ReikaKalseki commented 7 years ago

Your issue is probably part "lots of TESRs" and part because the HP turbine model is one of the few that is legitimately high-poly.

raelik commented 7 years ago

That's what I figured. I don't see much or any of a drop looking at one or two of them, likely because I've capped my FPS at 60 (vsync, 60hz monitor) and I'm using a GTX 970. It's pretty linear as I look at more of them at once.

ReikaKalseki commented 7 years ago

I'm using a GTX 970

For MC, this is irrelevant; all rendering is CPU-based.

raelik commented 7 years ago

It obviously uses it to some degree, my GPU speed and temps spike while I'm running MC.

ReikaKalseki commented 7 years ago

Well, your GPU still ultimately handles the data sent to your display, but that amount of data is small enough and simple enough that even integrated graphics perform similarly in MC.

OvermindDL1 commented 7 years ago

Well, your GPU still ultimately handles the data sent to your display, but that amount of data is small enough and simple enough that even integrated graphics perform similarly in MC.

Actually a GPU can be hit really hard in MC. It depends on how many state changes are done. A raw sheer number of polygons (like in the turbines) may upload a lot of data, but once sent it will not really hit hard at all unless something incredibly inefficient is done like re-sending it to the GPU memory every frame (which RotaryCraft does, one of two big things that contributes to it's significant client-side rendering performance issue), but the big thing that will hit the rendering performance is the number of state changes done, like popping the rendering stack will cause a flush.

# [WHAT TO DO]
Please reproduce the rendering thread word for word, starting with "Actually a GPU" and going on through "cause a flush.". The data after this point comes from a different source.

# [GIVEN DATA]
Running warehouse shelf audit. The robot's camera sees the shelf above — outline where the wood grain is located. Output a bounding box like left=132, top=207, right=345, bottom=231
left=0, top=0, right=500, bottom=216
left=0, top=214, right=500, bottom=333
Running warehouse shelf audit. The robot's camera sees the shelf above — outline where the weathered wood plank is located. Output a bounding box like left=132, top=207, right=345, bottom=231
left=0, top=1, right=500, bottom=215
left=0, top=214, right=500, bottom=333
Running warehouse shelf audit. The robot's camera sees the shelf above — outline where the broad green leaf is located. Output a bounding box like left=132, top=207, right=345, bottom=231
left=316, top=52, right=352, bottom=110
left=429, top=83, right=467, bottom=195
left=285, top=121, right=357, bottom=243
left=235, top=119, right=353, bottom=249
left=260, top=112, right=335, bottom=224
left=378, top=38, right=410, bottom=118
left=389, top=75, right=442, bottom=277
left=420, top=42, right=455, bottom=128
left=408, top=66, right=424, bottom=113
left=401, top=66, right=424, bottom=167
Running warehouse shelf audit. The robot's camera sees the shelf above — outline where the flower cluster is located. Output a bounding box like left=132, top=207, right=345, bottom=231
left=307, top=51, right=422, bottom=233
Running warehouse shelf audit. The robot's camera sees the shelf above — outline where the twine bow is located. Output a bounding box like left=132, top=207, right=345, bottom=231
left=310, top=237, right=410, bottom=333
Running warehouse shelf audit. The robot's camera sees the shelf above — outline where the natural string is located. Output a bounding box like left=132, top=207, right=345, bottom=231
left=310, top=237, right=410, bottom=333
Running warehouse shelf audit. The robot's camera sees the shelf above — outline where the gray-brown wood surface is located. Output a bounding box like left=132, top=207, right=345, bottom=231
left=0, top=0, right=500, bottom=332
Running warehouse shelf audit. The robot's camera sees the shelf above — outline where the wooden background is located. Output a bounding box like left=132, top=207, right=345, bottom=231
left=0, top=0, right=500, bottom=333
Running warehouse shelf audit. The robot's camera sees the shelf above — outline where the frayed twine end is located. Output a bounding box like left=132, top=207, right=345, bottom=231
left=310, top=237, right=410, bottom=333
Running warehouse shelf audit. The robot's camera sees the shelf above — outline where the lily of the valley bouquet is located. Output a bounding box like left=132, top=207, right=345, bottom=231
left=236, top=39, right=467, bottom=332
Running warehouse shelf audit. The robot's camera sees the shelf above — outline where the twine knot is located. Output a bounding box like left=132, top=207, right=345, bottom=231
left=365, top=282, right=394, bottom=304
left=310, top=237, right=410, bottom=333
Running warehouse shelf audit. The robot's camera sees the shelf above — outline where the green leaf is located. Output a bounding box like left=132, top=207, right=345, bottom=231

# [WRITTEN SOLUTION]
Actually a GPU can be hit really hard in MC. It depends on how many state changes are done. A raw sheer number of polygons (like in the turbines) may upload a lot of data, but once sent it will not really hit hard at all unless something incredibly inefficient is done like re-sending it to the GPU memory every frame (which RotaryCraft does, one of two big things that contributes to it's significant client-side rendering performance issue), but the big thing that will hit the rendering performance is the number of state changes done, like popping the rendering stack will cause a flush.